■ **Exercise prompt**
Copy the listing below line for line, leaving out the pictures.

■ **Data to process**
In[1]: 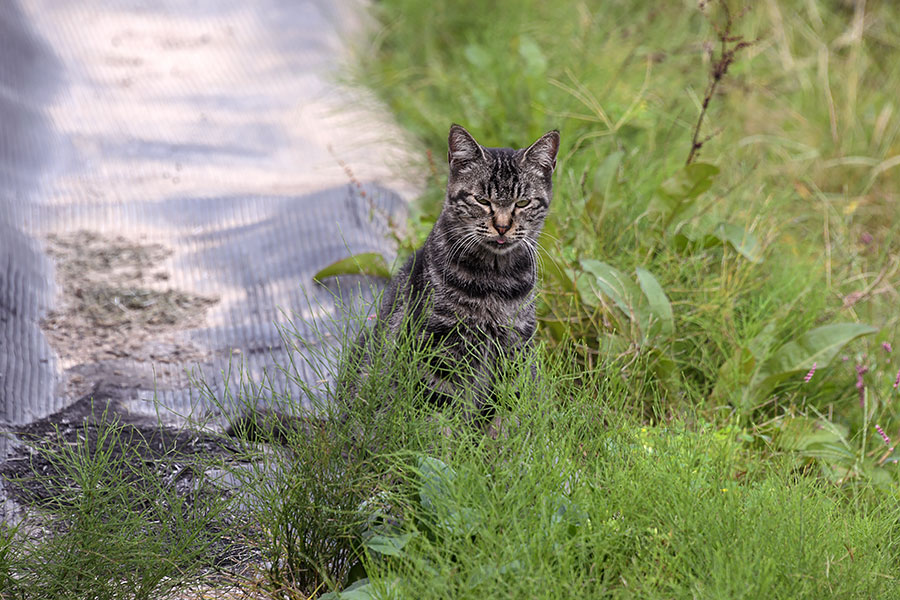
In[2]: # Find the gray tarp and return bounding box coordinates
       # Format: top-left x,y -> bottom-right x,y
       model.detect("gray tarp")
0,0 -> 414,459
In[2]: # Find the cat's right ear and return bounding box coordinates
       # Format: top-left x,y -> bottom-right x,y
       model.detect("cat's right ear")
447,124 -> 486,172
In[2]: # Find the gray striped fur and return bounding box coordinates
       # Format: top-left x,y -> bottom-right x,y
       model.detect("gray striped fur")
356,125 -> 559,413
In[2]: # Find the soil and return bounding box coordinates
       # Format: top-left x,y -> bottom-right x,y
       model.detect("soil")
0,394 -> 262,599
41,231 -> 218,398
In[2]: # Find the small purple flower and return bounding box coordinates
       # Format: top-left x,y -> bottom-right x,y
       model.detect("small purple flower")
875,425 -> 891,446
803,363 -> 816,383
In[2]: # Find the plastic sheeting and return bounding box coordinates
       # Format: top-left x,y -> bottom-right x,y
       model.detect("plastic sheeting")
0,0 -> 414,457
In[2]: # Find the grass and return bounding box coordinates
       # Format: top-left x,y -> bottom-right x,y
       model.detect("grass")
0,412 -> 235,600
0,0 -> 900,599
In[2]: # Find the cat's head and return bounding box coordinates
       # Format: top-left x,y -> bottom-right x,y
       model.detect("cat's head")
442,125 -> 559,254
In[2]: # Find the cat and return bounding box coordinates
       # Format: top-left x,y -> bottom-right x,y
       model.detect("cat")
348,125 -> 560,416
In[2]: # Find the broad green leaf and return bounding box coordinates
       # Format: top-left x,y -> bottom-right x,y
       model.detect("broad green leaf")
365,531 -> 416,556
313,252 -> 391,281
659,163 -> 719,200
418,456 -> 456,511
648,163 -> 719,223
753,323 -> 878,395
711,223 -> 762,264
675,220 -> 762,264
581,258 -> 640,321
636,267 -> 675,335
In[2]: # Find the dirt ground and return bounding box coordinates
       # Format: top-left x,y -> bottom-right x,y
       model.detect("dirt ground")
41,231 -> 218,398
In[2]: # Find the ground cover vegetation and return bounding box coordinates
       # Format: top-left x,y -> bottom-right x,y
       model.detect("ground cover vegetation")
0,0 -> 900,600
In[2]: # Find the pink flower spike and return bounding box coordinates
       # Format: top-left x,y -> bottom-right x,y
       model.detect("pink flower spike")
803,363 -> 816,383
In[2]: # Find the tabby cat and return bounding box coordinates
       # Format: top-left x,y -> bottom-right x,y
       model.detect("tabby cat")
352,125 -> 559,415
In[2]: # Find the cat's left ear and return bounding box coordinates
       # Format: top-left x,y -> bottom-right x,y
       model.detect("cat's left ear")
522,129 -> 559,177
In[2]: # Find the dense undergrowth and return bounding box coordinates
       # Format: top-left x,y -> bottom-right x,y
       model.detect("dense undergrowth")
363,0 -> 900,483
0,0 -> 900,599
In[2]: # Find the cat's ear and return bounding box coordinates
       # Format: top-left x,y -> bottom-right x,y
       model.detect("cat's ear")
522,129 -> 559,177
447,124 -> 485,171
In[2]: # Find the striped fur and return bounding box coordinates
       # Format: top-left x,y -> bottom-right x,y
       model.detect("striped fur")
366,125 -> 559,412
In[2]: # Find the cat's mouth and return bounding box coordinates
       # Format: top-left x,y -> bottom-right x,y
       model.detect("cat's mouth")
487,235 -> 519,253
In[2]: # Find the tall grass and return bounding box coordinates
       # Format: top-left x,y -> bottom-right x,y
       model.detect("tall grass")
361,0 -> 900,479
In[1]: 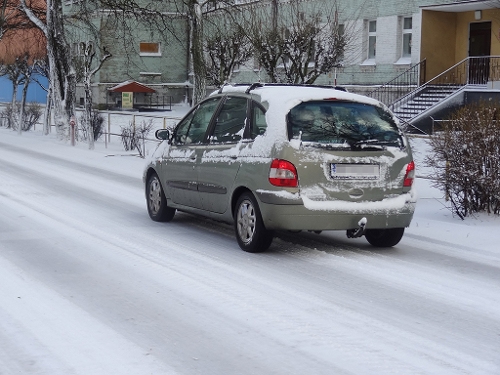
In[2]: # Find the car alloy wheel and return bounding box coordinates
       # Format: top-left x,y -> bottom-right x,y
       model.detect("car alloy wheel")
234,193 -> 273,253
146,173 -> 175,221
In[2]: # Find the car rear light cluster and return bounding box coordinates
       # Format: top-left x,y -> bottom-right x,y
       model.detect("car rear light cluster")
269,159 -> 299,187
403,161 -> 415,187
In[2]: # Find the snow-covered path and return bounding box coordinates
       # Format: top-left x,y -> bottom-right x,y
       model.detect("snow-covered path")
0,129 -> 500,375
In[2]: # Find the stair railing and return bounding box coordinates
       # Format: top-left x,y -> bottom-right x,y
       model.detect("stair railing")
367,59 -> 426,106
389,56 -> 500,118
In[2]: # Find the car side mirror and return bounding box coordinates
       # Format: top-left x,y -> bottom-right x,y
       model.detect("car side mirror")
155,129 -> 170,141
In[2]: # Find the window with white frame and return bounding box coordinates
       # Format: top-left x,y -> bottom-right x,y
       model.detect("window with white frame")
368,21 -> 377,59
401,17 -> 413,57
139,42 -> 161,56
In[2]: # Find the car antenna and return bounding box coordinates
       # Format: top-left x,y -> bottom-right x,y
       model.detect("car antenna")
245,82 -> 264,94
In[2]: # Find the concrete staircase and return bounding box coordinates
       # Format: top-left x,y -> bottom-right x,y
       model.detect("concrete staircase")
391,84 -> 464,122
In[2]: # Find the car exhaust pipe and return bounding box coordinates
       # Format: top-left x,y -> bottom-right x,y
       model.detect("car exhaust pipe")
346,217 -> 368,238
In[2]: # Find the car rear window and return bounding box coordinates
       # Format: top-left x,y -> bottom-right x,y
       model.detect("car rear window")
287,101 -> 401,147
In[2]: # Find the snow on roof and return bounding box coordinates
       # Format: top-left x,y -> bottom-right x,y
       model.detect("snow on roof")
108,81 -> 156,93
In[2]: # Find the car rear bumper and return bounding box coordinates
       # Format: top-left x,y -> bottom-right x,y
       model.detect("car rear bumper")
257,194 -> 416,231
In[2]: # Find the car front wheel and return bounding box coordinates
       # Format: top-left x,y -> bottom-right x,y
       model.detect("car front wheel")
234,193 -> 273,253
365,228 -> 405,247
146,173 -> 175,221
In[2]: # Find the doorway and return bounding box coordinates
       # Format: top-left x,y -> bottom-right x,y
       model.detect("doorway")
467,22 -> 491,85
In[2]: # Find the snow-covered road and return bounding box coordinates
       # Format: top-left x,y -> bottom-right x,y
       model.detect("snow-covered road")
0,129 -> 500,375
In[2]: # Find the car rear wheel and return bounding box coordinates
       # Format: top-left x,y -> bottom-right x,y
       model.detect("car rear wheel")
234,193 -> 273,253
146,173 -> 175,221
365,228 -> 405,247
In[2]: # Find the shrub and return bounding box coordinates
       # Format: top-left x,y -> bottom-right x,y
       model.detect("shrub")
426,102 -> 500,219
79,111 -> 104,141
22,102 -> 43,131
121,119 -> 153,157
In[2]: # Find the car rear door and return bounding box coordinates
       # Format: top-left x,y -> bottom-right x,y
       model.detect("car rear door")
198,96 -> 249,213
163,97 -> 220,208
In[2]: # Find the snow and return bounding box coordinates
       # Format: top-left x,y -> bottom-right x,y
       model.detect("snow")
0,108 -> 500,375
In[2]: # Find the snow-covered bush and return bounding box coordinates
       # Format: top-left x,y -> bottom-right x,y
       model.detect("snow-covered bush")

■ **Written solution**
In[1]: 
In[2]: # Find the gray tarp and return bounding box coordinates
       # Format: top-left x,y -> bottom-right x,y
       model.detect("gray tarp")
0,0 -> 414,459
In[2]: # Find the cat's right ear and return bounding box coordinates
       # Format: top-left x,y -> bottom-right x,y
       model.detect("cat's right ear")
447,124 -> 486,172
In[2]: # Find the gray striped fur and return bounding box coordinates
       # Format: top-left x,y -> bottom-right x,y
       model.detect("gray striped fur")
356,125 -> 559,413
In[2]: # Find the soil and return bounding box coordinates
       # Format: top-left x,y -> bottom-right x,y
       model.detect("soil")
0,394 -> 262,599
41,231 -> 218,398
In[2]: # Find the small purple flower and return bounding box coordinates
       # Format: top-left x,y -> bottom-right x,y
       model.detect("small purple flower")
875,425 -> 891,446
803,363 -> 816,383
In[2]: # Find the plastic sheeting and return bounding box coordinates
       # Format: top-left x,y -> bottom-right x,y
       model.detect("plastic sheeting")
0,0 -> 414,457
In[2]: # Find the grass and return bounding box coordinates
       # Format: top-left x,y -> bottom-right x,y
       model.detect("grass")
0,412 -> 235,600
0,0 -> 900,599
In[2]: # Find the cat's head and return bounding box coordinates
       # Format: top-left x,y -> bottom-right x,y
       model.detect("cat's head")
442,125 -> 559,254
In[2]: # Find the cat and return bounding box coordinates
       # Format: top-left x,y -> bottom-right x,y
       model.detect("cat")
348,125 -> 560,416
In[2]: # Find the broad green leaf and return bounding box coordinates
       # Format: top-left x,y -> bottom-right x,y
       model.detect("broad green leaf")
365,531 -> 416,556
313,252 -> 391,281
659,163 -> 719,200
418,456 -> 456,511
648,163 -> 719,223
753,323 -> 878,395
711,223 -> 762,264
675,220 -> 762,264
581,258 -> 640,321
636,267 -> 675,335
In[2]: # Find the dirt ground and return bounding box coordinates
       # Format: top-left x,y -> bottom-right x,y
       model.detect("dirt ground")
41,231 -> 218,398
In[2]: # Find the ground cover vegetation and return bounding box coordinates
       # Format: top-left x,y -> bottom-right x,y
       model.detect("ground cover vegetation")
0,0 -> 900,600
In[2]: # Find the pink flower spike and return bounding box coordinates
       # Format: top-left x,y -> bottom-right x,y
       model.detect("pink flower spike")
803,363 -> 816,383
In[2]: # Find the tabby cat and return bounding box coordinates
       # Format: top-left x,y -> bottom-right x,y
       model.detect("tabby cat")
352,125 -> 559,415
In[2]: # Find the cat's left ear and return bounding box coordinates
       # Format: top-left x,y -> bottom-right x,y
       model.detect("cat's left ear")
522,129 -> 559,177
In[2]: # Find the dense undergrowth and return bounding box coordinates
       # Format: top-left x,y -> bottom-right x,y
       model.detect("dense undergrowth")
363,0 -> 900,483
0,0 -> 900,599
In[2]: # Find the cat's ear and return bounding box coordinates
       # Format: top-left x,y -> bottom-right x,y
       model.detect("cat's ear")
522,129 -> 559,177
447,124 -> 485,171
In[2]: # Find the striped fur and return bounding box coordinates
       # Format: top-left x,y -> bottom-right x,y
       model.detect("striped fur")
366,125 -> 559,412
In[2]: # Find the cat's mouth and return bounding box coordinates
       # Format: top-left x,y -> bottom-right x,y
       model.detect("cat's mouth")
487,235 -> 519,253
In[2]: # Find the tall grass and return bounding box coordinates
       # Format: top-left x,y -> bottom-right x,y
       model.detect("tall grass")
361,0 -> 900,479
In[1]: 
In[2]: # Find the car alloy wheel and return bounding box coordinates
       # Format: top-left x,y -> bottom-right x,y
       model.detect("car alloy wheel")
234,193 -> 273,253
146,173 -> 175,221
In[2]: # Find the car rear light cluster and return bounding box coordinates
       # Format: top-left x,y -> bottom-right x,y
       model.detect("car rear light cluster")
269,159 -> 299,187
403,161 -> 415,187
In[2]: # Find the snow-covered path and return bounding box coordinates
       # Format: top-left x,y -> bottom-right x,y
       model.detect("snow-covered path")
0,129 -> 500,375
In[2]: # Find the stair railing and return bounding box coordinates
       # Format: top-left x,y -> bottom-right x,y
       model.detect("stair railing")
367,59 -> 426,106
389,56 -> 500,118
In[2]: # Find the car side mirror and return bounding box coordinates
       # Format: top-left x,y -> bottom-right x,y
       model.detect("car side mirror")
155,129 -> 170,141
In[2]: # Find the window with white frame and return bounding box coordinates
       # Format: top-left x,y -> bottom-right x,y
       model.detect("window with white frame")
368,21 -> 377,59
401,17 -> 413,57
139,42 -> 161,56
In[2]: # Find the car antenna and return bounding box coordinates
       # Format: top-left x,y -> bottom-right x,y
       model.detect("car antenna")
245,82 -> 264,94
In[2]: # Find the concrete staircase and return bounding box coordinates
       # Format: top-left x,y -> bottom-right x,y
       model.detect("concrete staircase")
391,84 -> 464,122
In[2]: # Find the car exhaust pipe and return bounding box coordinates
       # Format: top-left x,y -> bottom-right x,y
       model.detect("car exhaust pipe")
346,217 -> 368,238
In[2]: # Find the car rear window and return bounding box coordinates
       # Format: top-left x,y -> bottom-right x,y
       model.detect("car rear window")
287,101 -> 401,147
In[2]: # Find the snow on roof and return bounding box coordinates
       # Format: top-left x,y -> bottom-right x,y
       model.detect("snow on roof")
108,81 -> 156,93
In[2]: # Find the car rear bumper and return bounding box coordinates
       # Format: top-left x,y -> bottom-right x,y
       model.detect("car rear bumper")
257,194 -> 416,231
In[2]: # Find the car front wheel and return bounding box coordinates
       # Format: top-left x,y -> bottom-right x,y
       model.detect("car front wheel")
234,193 -> 273,253
365,228 -> 405,247
146,173 -> 175,221
In[2]: # Find the doorway and return bounding box coordinates
       # Format: top-left x,y -> bottom-right x,y
       model.detect("doorway")
467,22 -> 491,85
In[2]: # Find the snow-covered road and return bounding box coordinates
       # Format: top-left x,y -> bottom-right x,y
       model.detect("snow-covered road")
0,129 -> 500,375
In[2]: # Find the car rear wheel and return bounding box coordinates
       # Format: top-left x,y -> bottom-right x,y
       model.detect("car rear wheel")
234,193 -> 273,253
146,173 -> 175,221
365,228 -> 405,247
In[2]: # Find the shrub and return bounding box coordinates
       # Format: top-left x,y -> bottom-right x,y
       model.detect("shrub")
426,102 -> 500,219
79,111 -> 104,141
22,102 -> 43,131
121,119 -> 153,157
In[2]: # Find the car rear door and return bounding box coordinates
       # Format: top-left x,y -> bottom-right x,y
       model.detect("car rear door")
198,96 -> 249,213
163,97 -> 220,208
In[2]: # Find the snow and return bounding box coordinates
       # Format: top-left x,y -> bottom-right x,y
       model.detect("snow")
0,108 -> 500,375
In[2]: # Find the snow-covered bush and return bounding box coordinates
       # Format: top-left x,y -> bottom-right x,y
       model.detect("snow-covered bush")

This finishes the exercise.